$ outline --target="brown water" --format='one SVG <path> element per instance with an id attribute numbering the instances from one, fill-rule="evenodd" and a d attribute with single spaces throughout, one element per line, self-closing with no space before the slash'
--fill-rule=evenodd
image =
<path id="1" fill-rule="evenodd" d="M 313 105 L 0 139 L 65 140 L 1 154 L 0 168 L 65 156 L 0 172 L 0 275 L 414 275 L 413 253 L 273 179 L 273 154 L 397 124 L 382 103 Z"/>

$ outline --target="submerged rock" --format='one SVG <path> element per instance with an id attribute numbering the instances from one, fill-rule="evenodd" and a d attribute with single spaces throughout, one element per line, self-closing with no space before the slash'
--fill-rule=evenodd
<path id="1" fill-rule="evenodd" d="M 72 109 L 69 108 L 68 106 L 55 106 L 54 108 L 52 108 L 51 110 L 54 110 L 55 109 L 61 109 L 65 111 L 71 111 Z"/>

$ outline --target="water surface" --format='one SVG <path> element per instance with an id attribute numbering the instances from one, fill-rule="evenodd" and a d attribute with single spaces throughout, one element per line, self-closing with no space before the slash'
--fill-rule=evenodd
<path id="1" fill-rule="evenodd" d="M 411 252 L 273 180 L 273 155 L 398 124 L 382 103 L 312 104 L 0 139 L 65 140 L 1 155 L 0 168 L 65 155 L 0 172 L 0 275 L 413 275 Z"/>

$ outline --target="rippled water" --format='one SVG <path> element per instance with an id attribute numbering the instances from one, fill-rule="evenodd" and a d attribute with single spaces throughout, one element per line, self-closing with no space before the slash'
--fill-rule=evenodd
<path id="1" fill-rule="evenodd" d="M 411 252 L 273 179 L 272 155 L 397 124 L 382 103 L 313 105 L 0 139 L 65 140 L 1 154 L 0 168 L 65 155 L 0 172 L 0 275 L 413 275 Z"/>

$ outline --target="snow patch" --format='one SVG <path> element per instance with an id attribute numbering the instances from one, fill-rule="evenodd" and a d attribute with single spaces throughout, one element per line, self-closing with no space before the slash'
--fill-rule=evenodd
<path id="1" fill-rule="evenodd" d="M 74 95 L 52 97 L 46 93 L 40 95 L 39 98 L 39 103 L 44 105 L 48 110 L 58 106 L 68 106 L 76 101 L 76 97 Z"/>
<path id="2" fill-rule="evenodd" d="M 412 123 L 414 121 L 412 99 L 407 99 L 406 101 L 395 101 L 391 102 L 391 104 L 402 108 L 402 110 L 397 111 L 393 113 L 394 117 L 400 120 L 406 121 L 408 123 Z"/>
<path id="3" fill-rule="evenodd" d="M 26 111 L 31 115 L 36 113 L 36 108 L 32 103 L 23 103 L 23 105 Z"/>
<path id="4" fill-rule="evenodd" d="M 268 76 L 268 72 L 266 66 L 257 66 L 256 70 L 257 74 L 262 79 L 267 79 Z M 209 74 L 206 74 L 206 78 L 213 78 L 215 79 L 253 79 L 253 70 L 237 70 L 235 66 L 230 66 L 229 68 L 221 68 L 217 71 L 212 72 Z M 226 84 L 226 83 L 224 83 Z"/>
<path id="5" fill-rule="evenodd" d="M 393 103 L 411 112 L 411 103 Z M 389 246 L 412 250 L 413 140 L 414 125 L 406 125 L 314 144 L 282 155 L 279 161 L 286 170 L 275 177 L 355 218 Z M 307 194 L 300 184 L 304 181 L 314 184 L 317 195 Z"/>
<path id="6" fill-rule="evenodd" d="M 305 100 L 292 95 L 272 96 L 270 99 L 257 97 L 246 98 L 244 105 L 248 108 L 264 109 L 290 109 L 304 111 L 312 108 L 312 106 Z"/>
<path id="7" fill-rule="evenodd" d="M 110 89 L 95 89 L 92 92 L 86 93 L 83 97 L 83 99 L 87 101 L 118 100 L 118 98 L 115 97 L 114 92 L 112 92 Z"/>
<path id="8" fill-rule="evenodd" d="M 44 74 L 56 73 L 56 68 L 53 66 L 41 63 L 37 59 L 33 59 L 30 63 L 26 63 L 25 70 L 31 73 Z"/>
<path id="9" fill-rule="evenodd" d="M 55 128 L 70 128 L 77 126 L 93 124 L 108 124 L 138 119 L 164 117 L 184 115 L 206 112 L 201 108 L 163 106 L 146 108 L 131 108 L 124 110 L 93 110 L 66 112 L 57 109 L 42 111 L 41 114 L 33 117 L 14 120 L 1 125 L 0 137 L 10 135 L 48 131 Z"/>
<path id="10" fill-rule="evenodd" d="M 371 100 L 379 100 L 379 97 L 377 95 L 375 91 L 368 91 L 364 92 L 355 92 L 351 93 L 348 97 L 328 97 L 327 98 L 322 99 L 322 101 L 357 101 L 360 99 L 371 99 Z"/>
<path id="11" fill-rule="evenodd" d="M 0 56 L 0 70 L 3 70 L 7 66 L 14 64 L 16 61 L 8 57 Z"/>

================

◆ PROBLEM TO WORK ON: Lay out everything from the first line of the items down to and including the line that contains "168 L 65 156" as a JSON list of strings, one string per line, with blank lines omitted.

◆ OUTPUT OF THE TASK:
[
  "$ outline --target=\"brown water\" --format='one SVG <path> element per instance with an id attribute numbering the instances from one, fill-rule=\"evenodd\" and a d attribute with single spaces throughout, one element per line, self-closing with no space before the slash'",
  "--fill-rule=evenodd",
  "image =",
  "<path id=\"1\" fill-rule=\"evenodd\" d=\"M 313 105 L 0 139 L 65 140 L 1 154 L 0 168 L 65 156 L 0 172 L 0 275 L 414 275 L 413 253 L 273 179 L 273 154 L 397 124 L 382 103 Z\"/>"
]